■ **EXTRAIT DU DOCUMENT**:
Les articles 2-1 et suivants du code de procédure pénale définissent ainsi les conditions dans lesquelles des personnes morales peuvent se constituer partie civile devant les juridictions pénales. Ces articles proposent des rédactions qui ne sont pas toutes harmonisées :

- la plupart du temps, le législateur exige que l'association qui se constitue partie civile soit « régulièrement déclarée depuis au moins cinq ans à la date des faits » et que l'affaire se rapporte à des faits entrant dans son objet statutaire, mais des conditions supplémentaires sont parfois exigées : inscription auprès du ministère de la justice (article 2-3 du code de procédure pénale) ou de l'Office national des anciens combattants et victimes de guerre (article 2-11 du code de procédure pénale), ou encore justification d'un agrément (articles 2-14, 2-15 et 2-21 du code de procédure pénale) ;

- certains articles autorisent l'association à n'intervenir qu'au soutien d'une victime, lui refusant par là la possibilité de mettre elle-même en mouvement l'action publique, d'autres exigent un accord préalable de la victime, d'autres, enfin, autorisent l'association à se constituer partie civile sans restriction et ainsi à mettre en mouvement l'action publique en cas d'inertie ou de refus du parquet.

En tout état de cause, la constitution de partie civile est soumise à un certain nombre de conditions, destinées à prévenir l'engorgement des juridictions d'instruction et le dépôt de plaintes abusives : nécessité de déposer plainte devant le procureur de la République ou un service de police judiciaire avant de pouvoir saisir un juge d'instruction en matière délictuelle, obligation de consignation préalable afin de garantir une éventuelle amende civile en cas de plainte abusive ou dilatoire, notamment.

■ **EXERCICES**:
1. D'après l'extrait sur la constitution de partie civile, quel article du code de procédure pénale exige une inscription auprès de l'Office national des anciens combattants et victimes de guerre ?
2. Rédigez la suite de l'extrait sur la constitution de partie civile, en partant de sa dernière phrase.

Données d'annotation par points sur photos
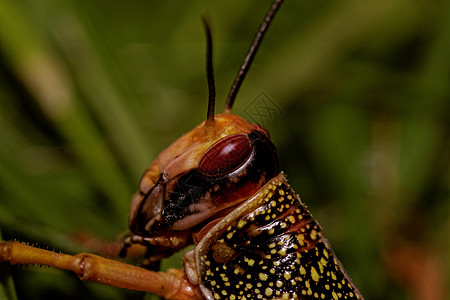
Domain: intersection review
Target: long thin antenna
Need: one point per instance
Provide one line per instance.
(251, 55)
(209, 70)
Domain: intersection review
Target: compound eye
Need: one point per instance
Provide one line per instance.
(226, 155)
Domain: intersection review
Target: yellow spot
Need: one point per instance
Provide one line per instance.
(333, 276)
(282, 252)
(314, 274)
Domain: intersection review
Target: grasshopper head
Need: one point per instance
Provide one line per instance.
(203, 175)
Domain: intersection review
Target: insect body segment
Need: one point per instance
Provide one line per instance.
(271, 248)
(197, 180)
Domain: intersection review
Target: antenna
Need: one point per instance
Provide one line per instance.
(251, 55)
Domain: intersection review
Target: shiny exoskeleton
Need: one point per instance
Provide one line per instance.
(218, 186)
(271, 248)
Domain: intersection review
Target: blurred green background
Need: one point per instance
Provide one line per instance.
(92, 91)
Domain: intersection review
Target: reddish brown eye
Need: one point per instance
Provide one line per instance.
(225, 155)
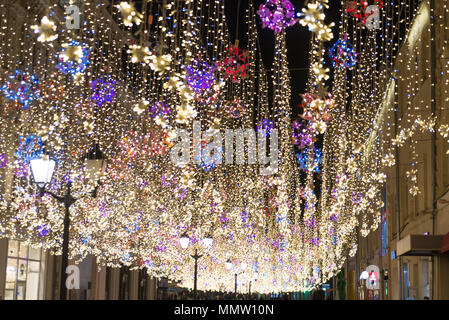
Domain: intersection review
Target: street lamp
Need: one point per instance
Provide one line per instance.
(229, 264)
(207, 241)
(42, 170)
(184, 240)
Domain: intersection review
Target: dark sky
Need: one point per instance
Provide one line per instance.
(298, 40)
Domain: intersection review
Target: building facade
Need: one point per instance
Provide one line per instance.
(408, 246)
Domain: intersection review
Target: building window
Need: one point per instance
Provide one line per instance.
(22, 272)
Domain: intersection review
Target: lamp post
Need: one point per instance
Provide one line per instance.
(184, 241)
(243, 266)
(42, 170)
(196, 256)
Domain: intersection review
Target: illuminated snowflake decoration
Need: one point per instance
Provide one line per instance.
(267, 125)
(200, 76)
(277, 15)
(343, 54)
(103, 90)
(74, 59)
(43, 230)
(302, 137)
(22, 88)
(30, 148)
(235, 65)
(46, 30)
(159, 109)
(235, 108)
(305, 163)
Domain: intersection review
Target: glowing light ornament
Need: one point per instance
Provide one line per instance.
(129, 14)
(161, 63)
(159, 109)
(320, 72)
(313, 17)
(30, 147)
(141, 107)
(200, 76)
(302, 136)
(235, 108)
(46, 30)
(43, 230)
(22, 88)
(235, 65)
(317, 111)
(74, 59)
(277, 15)
(343, 54)
(140, 54)
(267, 125)
(103, 90)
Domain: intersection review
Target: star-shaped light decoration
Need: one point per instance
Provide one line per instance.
(140, 54)
(46, 30)
(129, 14)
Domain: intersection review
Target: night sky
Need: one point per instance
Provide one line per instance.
(298, 41)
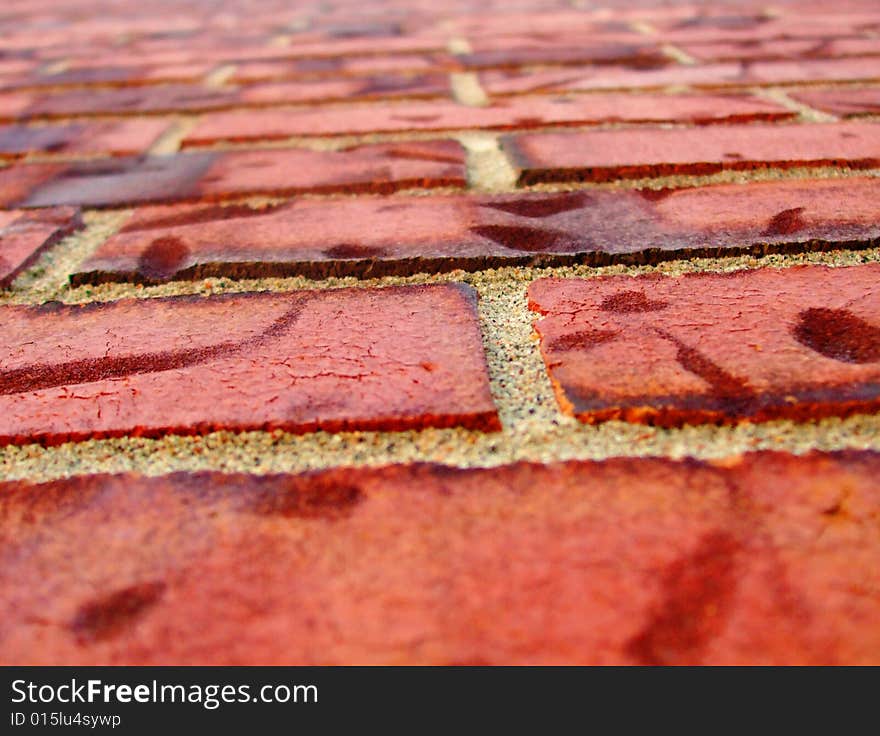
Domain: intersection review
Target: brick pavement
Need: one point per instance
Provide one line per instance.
(569, 237)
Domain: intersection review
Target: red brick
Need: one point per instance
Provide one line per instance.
(763, 559)
(114, 75)
(770, 49)
(385, 86)
(24, 235)
(502, 115)
(585, 52)
(128, 101)
(704, 30)
(800, 343)
(843, 101)
(708, 76)
(114, 137)
(218, 175)
(333, 360)
(634, 153)
(370, 237)
(282, 69)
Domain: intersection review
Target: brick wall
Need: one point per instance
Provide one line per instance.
(406, 332)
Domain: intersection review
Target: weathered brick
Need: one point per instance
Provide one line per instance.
(217, 175)
(502, 115)
(843, 101)
(706, 29)
(403, 235)
(115, 137)
(633, 55)
(125, 101)
(114, 75)
(771, 49)
(24, 235)
(705, 76)
(607, 155)
(344, 359)
(800, 343)
(273, 70)
(766, 558)
(385, 86)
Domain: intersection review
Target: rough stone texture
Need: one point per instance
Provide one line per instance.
(122, 101)
(217, 175)
(708, 76)
(284, 69)
(629, 154)
(116, 137)
(344, 359)
(24, 235)
(776, 48)
(763, 559)
(845, 101)
(793, 343)
(374, 236)
(502, 115)
(584, 52)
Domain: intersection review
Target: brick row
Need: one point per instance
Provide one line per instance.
(799, 343)
(113, 137)
(608, 155)
(192, 98)
(24, 236)
(772, 49)
(217, 175)
(763, 559)
(845, 101)
(513, 113)
(706, 76)
(300, 361)
(376, 236)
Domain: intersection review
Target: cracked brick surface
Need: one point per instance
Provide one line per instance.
(313, 239)
(98, 137)
(403, 235)
(631, 154)
(756, 344)
(218, 175)
(348, 359)
(765, 559)
(502, 115)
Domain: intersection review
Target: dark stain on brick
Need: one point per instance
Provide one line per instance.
(354, 250)
(581, 340)
(43, 376)
(786, 222)
(725, 385)
(542, 206)
(199, 216)
(163, 257)
(696, 592)
(838, 334)
(529, 239)
(109, 615)
(625, 302)
(317, 497)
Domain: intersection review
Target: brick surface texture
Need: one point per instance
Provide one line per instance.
(713, 347)
(511, 299)
(765, 560)
(338, 359)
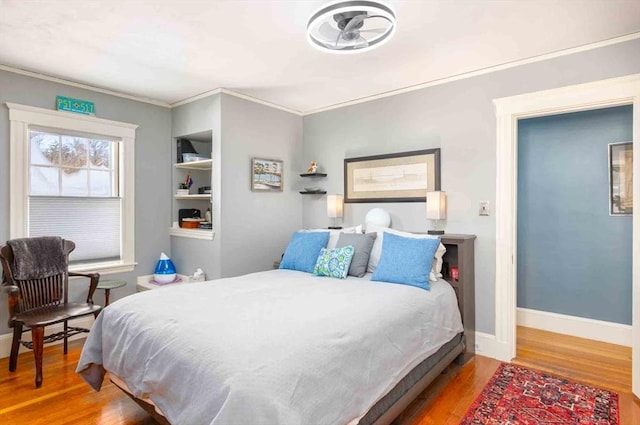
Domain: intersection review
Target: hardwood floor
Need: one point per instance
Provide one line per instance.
(593, 362)
(65, 399)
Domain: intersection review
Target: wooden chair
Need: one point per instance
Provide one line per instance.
(37, 303)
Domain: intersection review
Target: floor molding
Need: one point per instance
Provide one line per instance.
(487, 345)
(5, 340)
(599, 330)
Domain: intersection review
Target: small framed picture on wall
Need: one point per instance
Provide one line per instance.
(621, 178)
(266, 175)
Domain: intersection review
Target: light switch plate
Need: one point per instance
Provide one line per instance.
(484, 208)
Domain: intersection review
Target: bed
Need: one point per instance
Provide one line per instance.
(276, 347)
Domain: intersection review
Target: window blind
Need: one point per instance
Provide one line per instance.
(92, 223)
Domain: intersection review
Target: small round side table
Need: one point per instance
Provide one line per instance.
(108, 285)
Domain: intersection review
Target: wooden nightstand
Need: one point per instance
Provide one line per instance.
(460, 256)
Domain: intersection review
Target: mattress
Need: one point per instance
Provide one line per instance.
(270, 347)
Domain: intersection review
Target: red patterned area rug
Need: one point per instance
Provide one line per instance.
(519, 396)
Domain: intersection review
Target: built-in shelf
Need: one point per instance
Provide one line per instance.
(313, 175)
(203, 164)
(176, 230)
(205, 196)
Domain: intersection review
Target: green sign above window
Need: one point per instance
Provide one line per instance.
(75, 105)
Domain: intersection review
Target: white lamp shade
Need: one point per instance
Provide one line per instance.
(378, 217)
(334, 206)
(436, 205)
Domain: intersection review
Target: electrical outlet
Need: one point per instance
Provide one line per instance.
(484, 208)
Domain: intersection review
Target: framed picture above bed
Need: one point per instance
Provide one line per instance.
(621, 178)
(397, 177)
(266, 175)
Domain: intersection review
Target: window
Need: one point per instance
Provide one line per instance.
(72, 176)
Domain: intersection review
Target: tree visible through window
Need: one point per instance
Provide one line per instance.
(63, 165)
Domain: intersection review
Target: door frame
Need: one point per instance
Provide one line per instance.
(581, 97)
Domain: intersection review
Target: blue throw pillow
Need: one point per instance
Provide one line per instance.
(303, 249)
(406, 260)
(334, 262)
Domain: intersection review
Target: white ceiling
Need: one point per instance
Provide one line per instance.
(170, 50)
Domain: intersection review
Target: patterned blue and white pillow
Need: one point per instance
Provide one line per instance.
(334, 262)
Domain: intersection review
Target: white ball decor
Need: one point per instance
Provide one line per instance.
(378, 217)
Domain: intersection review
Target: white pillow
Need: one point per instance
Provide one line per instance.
(376, 251)
(335, 234)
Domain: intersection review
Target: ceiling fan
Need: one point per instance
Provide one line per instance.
(351, 26)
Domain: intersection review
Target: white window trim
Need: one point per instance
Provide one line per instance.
(21, 117)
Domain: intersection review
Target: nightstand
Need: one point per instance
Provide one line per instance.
(144, 283)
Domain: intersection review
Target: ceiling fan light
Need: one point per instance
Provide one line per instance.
(351, 26)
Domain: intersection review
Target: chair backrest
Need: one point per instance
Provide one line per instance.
(39, 292)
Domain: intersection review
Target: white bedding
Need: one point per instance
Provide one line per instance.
(276, 347)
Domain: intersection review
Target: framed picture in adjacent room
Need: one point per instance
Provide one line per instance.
(398, 177)
(621, 178)
(266, 175)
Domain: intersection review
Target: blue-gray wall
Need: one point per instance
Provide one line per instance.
(152, 168)
(458, 117)
(256, 226)
(251, 229)
(573, 257)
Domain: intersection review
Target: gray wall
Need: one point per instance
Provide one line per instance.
(153, 173)
(458, 117)
(573, 257)
(189, 254)
(256, 226)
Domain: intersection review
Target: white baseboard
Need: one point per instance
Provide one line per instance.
(613, 333)
(488, 346)
(5, 340)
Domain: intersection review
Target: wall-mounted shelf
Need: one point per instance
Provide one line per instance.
(203, 164)
(313, 175)
(176, 230)
(205, 196)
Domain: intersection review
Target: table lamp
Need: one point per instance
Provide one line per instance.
(334, 209)
(436, 211)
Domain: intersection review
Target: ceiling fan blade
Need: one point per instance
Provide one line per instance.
(375, 30)
(361, 43)
(328, 32)
(355, 22)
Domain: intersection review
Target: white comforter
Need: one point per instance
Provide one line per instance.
(276, 347)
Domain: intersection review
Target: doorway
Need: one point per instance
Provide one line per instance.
(574, 246)
(583, 97)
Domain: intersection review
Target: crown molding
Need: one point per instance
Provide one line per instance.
(478, 72)
(420, 86)
(196, 97)
(82, 86)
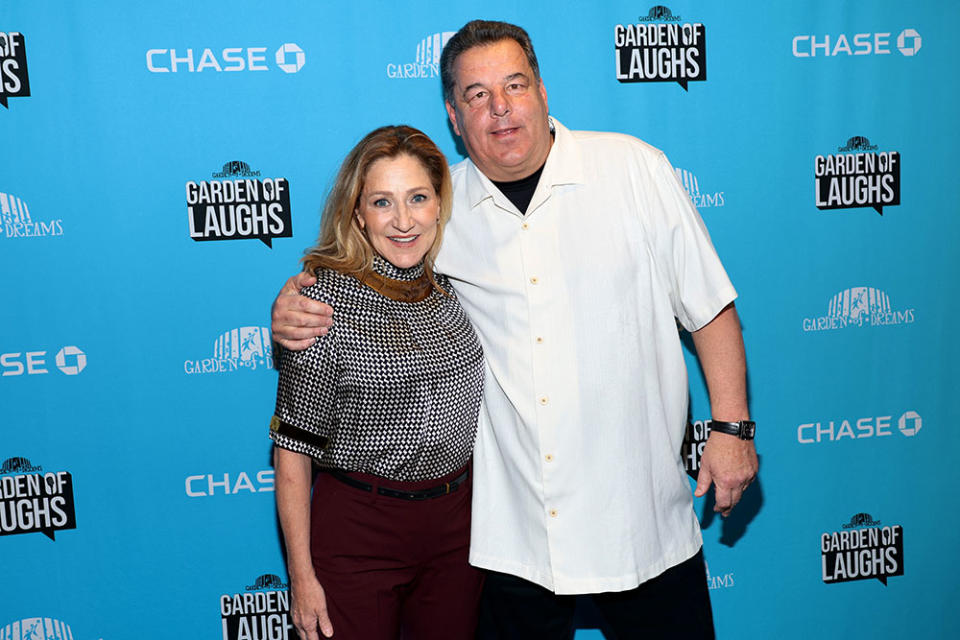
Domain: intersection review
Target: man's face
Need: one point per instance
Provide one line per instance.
(500, 111)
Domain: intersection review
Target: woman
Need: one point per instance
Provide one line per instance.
(386, 405)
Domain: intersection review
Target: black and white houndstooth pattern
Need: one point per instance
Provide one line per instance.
(395, 386)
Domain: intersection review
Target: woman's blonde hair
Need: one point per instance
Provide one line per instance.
(342, 245)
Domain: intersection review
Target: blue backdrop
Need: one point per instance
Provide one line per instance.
(136, 379)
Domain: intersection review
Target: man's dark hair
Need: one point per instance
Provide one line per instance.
(477, 33)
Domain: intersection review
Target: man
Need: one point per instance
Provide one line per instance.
(575, 253)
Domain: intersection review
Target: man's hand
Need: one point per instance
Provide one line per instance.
(730, 464)
(297, 321)
(309, 609)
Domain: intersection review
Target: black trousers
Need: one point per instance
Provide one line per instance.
(675, 605)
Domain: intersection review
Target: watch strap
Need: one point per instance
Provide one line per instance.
(744, 429)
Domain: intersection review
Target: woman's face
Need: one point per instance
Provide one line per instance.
(399, 210)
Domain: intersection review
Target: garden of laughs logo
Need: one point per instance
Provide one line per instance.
(863, 549)
(34, 501)
(239, 205)
(856, 176)
(14, 80)
(661, 47)
(260, 612)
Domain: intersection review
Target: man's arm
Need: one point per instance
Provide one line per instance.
(296, 320)
(728, 462)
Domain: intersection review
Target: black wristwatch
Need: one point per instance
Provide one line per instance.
(745, 429)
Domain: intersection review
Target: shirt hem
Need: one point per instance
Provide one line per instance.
(581, 586)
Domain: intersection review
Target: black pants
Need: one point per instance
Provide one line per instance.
(675, 605)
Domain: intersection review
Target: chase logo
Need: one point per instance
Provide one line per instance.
(15, 220)
(427, 61)
(70, 360)
(859, 307)
(208, 485)
(859, 44)
(289, 58)
(241, 348)
(37, 629)
(658, 48)
(14, 81)
(909, 42)
(909, 424)
(701, 199)
(261, 611)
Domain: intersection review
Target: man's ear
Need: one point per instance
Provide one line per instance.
(452, 114)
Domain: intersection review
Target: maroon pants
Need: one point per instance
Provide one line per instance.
(394, 568)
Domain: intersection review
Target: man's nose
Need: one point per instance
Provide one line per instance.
(499, 103)
(403, 221)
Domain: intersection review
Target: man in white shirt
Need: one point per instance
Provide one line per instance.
(574, 254)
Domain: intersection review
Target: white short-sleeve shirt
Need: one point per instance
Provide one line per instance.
(579, 482)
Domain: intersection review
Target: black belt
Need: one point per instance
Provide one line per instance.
(417, 494)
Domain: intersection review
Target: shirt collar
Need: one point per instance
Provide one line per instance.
(387, 269)
(564, 166)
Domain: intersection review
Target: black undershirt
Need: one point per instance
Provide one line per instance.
(520, 192)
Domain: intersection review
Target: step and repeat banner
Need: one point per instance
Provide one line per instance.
(162, 169)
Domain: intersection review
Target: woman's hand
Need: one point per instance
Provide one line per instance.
(309, 608)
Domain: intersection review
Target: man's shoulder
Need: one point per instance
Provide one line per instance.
(611, 141)
(459, 169)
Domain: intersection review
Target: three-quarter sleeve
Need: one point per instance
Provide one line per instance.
(304, 420)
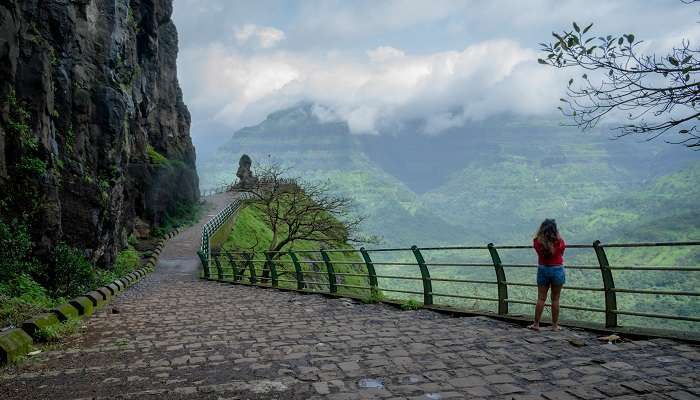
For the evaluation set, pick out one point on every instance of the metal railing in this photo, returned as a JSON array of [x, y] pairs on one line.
[[216, 190], [214, 224], [272, 268]]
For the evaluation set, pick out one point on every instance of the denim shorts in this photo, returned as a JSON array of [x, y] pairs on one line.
[[551, 275]]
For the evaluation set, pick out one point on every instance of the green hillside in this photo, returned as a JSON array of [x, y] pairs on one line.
[[326, 151], [252, 235]]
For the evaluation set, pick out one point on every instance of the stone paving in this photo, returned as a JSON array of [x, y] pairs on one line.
[[178, 337]]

■ **RÉPONSES AUX EXERCICES**:
1. L'article 2-11 du code de procédure pénale.

2.
A l'heure actuelle, aucune disposition n'autorise expressément les associations engagées dans la lutte contre les atteintes à la probité à se constituer partie civile devant les juridictions pénales.

Cet état du droit est d'autant plus regrettable que, sauf exception, de telles infractions font rarement de victime directe : dans ces matières qui touchent pourtant aux fondements du contrat social et à l'égalité des citoyens devant la loi, il n'existe, en l'état, pas de possibilité de passer outre une éventuelle inertie du parquet ou un refus de donner suite à des faits qui lui auraient été signalés.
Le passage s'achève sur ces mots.